Your response should be the lines from the one containing "Keypoint rule: one marker on every instance of the white road" through the end of the material, copied exactly and with nothing added.

- [Records for the task]
******************************

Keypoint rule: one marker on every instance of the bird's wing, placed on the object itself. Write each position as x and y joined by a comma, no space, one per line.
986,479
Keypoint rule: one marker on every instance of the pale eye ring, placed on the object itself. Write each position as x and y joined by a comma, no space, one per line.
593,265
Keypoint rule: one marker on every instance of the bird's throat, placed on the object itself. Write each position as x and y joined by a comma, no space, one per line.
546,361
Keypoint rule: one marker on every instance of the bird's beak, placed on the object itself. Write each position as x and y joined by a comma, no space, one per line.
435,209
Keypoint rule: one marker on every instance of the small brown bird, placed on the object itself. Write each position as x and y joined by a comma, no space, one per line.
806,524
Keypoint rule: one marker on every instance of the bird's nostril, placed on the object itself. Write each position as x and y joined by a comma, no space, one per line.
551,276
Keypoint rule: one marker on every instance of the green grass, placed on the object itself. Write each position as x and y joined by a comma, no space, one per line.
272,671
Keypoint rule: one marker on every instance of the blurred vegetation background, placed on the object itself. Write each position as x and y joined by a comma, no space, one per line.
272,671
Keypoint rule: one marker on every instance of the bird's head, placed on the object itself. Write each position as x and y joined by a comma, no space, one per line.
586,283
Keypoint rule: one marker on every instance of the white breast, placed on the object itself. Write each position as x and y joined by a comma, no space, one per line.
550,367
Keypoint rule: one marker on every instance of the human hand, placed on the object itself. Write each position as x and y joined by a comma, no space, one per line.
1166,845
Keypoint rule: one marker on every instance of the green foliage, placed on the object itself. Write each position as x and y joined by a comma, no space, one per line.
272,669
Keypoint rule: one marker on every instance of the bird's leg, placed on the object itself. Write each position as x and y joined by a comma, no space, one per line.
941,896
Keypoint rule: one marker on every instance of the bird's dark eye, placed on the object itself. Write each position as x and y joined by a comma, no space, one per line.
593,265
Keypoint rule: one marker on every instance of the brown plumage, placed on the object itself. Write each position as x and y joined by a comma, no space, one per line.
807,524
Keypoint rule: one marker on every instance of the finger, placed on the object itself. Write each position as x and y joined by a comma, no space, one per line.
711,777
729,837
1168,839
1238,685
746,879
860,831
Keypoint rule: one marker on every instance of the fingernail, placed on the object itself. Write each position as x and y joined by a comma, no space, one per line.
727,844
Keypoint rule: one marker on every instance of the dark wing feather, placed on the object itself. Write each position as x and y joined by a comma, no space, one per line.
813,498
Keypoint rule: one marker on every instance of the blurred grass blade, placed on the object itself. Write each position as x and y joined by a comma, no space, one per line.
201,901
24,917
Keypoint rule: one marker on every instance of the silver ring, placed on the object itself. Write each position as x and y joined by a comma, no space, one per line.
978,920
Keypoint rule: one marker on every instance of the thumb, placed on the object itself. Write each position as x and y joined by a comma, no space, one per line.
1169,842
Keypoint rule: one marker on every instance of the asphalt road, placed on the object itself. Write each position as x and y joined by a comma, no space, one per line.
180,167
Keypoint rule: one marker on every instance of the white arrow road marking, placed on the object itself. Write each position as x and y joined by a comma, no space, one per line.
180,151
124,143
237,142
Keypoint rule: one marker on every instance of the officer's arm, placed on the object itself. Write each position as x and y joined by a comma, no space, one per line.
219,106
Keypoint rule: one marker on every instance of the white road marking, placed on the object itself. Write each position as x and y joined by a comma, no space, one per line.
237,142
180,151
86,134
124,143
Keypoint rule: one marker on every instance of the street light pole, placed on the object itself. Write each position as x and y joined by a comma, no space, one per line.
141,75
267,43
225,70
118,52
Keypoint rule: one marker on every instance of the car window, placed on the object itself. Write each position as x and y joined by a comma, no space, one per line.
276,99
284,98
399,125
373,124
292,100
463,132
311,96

******************************

- [Reply to the task]
Keypoint rule: one marker on every instance of the white road marking, placed on the object itself. Write each position as x and y joined by a comma, no space, one per line.
237,142
180,151
86,134
124,143
Keypoint rule: one marker on every instance of the street light pole, placed on the object itself. Write each position as x and y joined by a comma, no space, one per line.
141,75
267,43
225,70
118,52
Keypoint rule: one marker on every instance of the car window, placed on the object itself. Write each position as x and y joined by a comma, no space, one per line.
276,99
284,98
399,125
373,124
292,100
463,132
311,96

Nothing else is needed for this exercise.